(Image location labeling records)
** START **
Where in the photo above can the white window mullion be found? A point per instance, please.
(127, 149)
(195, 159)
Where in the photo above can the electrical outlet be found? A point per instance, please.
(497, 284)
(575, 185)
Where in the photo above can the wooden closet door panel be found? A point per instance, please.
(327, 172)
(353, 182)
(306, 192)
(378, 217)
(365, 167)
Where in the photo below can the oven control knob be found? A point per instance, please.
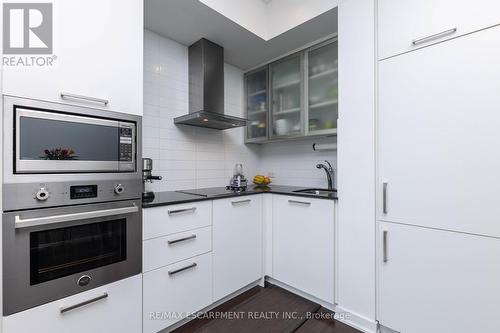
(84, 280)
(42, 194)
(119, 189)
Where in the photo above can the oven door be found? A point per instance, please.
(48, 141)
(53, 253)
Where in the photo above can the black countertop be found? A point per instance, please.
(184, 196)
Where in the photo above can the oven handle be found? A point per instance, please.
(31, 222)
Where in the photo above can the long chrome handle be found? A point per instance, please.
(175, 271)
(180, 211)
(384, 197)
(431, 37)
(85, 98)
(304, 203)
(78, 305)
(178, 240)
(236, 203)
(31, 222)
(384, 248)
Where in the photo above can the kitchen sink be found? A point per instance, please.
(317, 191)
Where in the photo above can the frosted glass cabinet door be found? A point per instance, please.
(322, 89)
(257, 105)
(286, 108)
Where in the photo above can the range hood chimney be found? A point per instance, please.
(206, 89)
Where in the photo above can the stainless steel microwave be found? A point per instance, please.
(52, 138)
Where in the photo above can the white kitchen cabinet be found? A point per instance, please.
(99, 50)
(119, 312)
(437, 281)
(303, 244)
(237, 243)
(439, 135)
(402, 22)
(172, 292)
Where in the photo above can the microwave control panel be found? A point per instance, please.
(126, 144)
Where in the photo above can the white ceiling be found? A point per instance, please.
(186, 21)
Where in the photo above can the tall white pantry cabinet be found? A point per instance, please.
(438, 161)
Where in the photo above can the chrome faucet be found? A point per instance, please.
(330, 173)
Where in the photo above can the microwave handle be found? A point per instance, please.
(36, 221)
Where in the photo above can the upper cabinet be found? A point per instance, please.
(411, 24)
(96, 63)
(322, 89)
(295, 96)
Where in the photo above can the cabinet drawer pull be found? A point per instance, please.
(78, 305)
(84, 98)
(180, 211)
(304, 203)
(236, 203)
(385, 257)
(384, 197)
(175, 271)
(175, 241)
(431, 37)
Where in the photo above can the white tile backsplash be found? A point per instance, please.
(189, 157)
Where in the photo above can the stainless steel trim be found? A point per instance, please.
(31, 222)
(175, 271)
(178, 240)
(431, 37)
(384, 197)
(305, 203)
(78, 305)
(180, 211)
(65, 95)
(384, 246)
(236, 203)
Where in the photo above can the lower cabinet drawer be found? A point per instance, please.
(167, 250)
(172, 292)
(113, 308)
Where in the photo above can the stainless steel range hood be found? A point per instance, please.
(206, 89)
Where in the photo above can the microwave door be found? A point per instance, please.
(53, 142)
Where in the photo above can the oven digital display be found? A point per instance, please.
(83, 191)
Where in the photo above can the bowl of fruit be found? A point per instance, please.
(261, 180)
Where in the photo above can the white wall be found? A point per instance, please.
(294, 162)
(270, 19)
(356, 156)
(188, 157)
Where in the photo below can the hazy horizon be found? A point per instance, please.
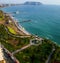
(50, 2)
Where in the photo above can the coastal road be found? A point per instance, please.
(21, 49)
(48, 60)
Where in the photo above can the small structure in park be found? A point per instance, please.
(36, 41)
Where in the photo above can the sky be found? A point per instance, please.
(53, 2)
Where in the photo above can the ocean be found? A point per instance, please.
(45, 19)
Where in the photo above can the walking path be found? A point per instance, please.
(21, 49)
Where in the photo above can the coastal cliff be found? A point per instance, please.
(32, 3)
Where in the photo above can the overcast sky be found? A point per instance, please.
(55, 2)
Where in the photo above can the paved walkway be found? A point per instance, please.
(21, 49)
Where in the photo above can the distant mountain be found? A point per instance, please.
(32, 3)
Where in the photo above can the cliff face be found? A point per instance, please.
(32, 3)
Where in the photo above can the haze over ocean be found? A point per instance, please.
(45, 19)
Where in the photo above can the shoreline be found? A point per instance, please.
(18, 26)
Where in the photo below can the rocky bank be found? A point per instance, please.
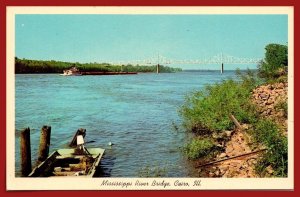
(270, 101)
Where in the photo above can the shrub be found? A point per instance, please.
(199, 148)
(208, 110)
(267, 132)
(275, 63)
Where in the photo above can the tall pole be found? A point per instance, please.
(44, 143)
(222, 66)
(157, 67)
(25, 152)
** END **
**Work required:**
Echo every line of these records word for word, leaving out the pictures.

**Answer to the task:**
Where in the photo above can the white window mullion be found? A point per instance, please.
(127, 149)
(195, 159)
Where in the photo above can the electrical outlet be found? A point per instance, please.
(497, 284)
(575, 185)
Where in the photo above can the wooden closet door panel be found? A point per instance, please.
(327, 172)
(353, 182)
(306, 192)
(378, 217)
(365, 167)
Where in the photo below can the oven control knob be found? A point per instance, please.
(84, 280)
(42, 194)
(119, 189)
Where in the photo above can the oven door be found? A point per instance, please.
(48, 141)
(53, 253)
Where in the photo above can the black countertop be found? A point per instance, please.
(184, 196)
Where in the photo above can the oven handle be found? A point per instance, please.
(31, 222)
Where in the photo above can the long chrome handle be found? A point per instance, please.
(175, 271)
(180, 211)
(384, 197)
(431, 37)
(85, 98)
(304, 203)
(78, 305)
(178, 240)
(236, 203)
(31, 222)
(384, 248)
Where in the photo above can the kitchen sink be found? A point per instance, please.
(317, 191)
Where in the photo above can the frosted glass cabinet door be found? A point per instance, please.
(322, 89)
(257, 105)
(286, 108)
Where in the photo above can the range hood chimney be found? A point per instance, please.
(206, 89)
Where in the photo above can the stainless steel microwave be found? A point per instance, please.
(52, 138)
Where in the photo above can the white kitchen cabinet be found? A point per instance, please.
(99, 50)
(119, 312)
(437, 281)
(303, 244)
(237, 243)
(439, 135)
(402, 22)
(172, 292)
Where in the photo above can the microwave control panel be found? A point per instance, please.
(126, 144)
Where in the photo above can the white ceiling be found? A point per instance, please.
(186, 21)
Where in the photo above can the tall white pantry cabinet be found? A point per instance, please.
(438, 161)
Where in the photo above can the chrome faucet be found? A point per instance, please.
(330, 173)
Where in the photo above can the microwave handle be found? A point per instance, please.
(36, 221)
Where in the photo above can the upper cabinet be found? A point per instance, please.
(411, 24)
(96, 63)
(322, 89)
(295, 96)
Where in the photo above can the cabinet drawer pull be found? A point per instance, please.
(78, 305)
(84, 98)
(180, 211)
(304, 203)
(236, 203)
(385, 257)
(384, 197)
(175, 271)
(175, 241)
(431, 37)
Where in the photo above can the white tile backsplash be found? A point per instance, please.
(189, 157)
Where in the photo above can the stainless steel trim be found? A point per instance, please.
(31, 222)
(175, 271)
(178, 240)
(431, 37)
(384, 197)
(305, 203)
(78, 305)
(180, 211)
(65, 95)
(384, 246)
(236, 203)
Where in the photo above can the lower cabinet drawer be found? A point per instance, please.
(167, 250)
(172, 292)
(113, 308)
Where in the photo above can the stainless steel range hood be found? A point per instance, please.
(206, 89)
Where in the photo above can the microwave door be found? A point per instance, please.
(53, 142)
Where in the photo above can the oven digital display be found? A point per instance, please.
(83, 191)
Where in the photo above can the bowl of fruit be found? A point per instance, please.
(261, 180)
Where in the photo above can the white wall be found? A point per instance, please.
(294, 162)
(270, 19)
(356, 156)
(188, 157)
Where in the photo below can the hazy horizon be found? A point per instance, please.
(50, 2)
Where in the photo above can the coastal road be found? A point per instance, please.
(21, 49)
(48, 60)
Where in the photo above can the small structure in park be found? A point per instance, please.
(36, 41)
Where in the photo above can the sky be found? A point per instance, please.
(53, 2)
Where in the photo above can the ocean be found? A point per instance, please.
(45, 19)
Where in the photo above can the walking path be found? A point per instance, please.
(21, 49)
Where in the photo above can the coastal cliff be found? A point per instance, please.
(32, 3)
Where in the photo above can the overcast sky be found? A point per instance, please.
(55, 2)
Where in the photo above can the paved walkway be found? A point per instance, please.
(21, 49)
Where in the photo above can the distant mountain be found? A point per instance, please.
(32, 3)
Where in the photo above can the cliff face be found? A point per instance, please.
(32, 3)
Where in the photo above can the haze over ocean be found? A point per instance, please.
(45, 19)
Where in the photo above can the shoreline be found? A point per instance, please.
(18, 26)
Where in the photo below can the rocky bank be found? A point per instance, please.
(270, 101)
Where in the photo above can the shrub be found? A point per instance, please.
(199, 148)
(208, 110)
(267, 132)
(275, 63)
Where in the photo above can the tall pole be found? A point per instance, please.
(44, 143)
(222, 66)
(157, 67)
(25, 152)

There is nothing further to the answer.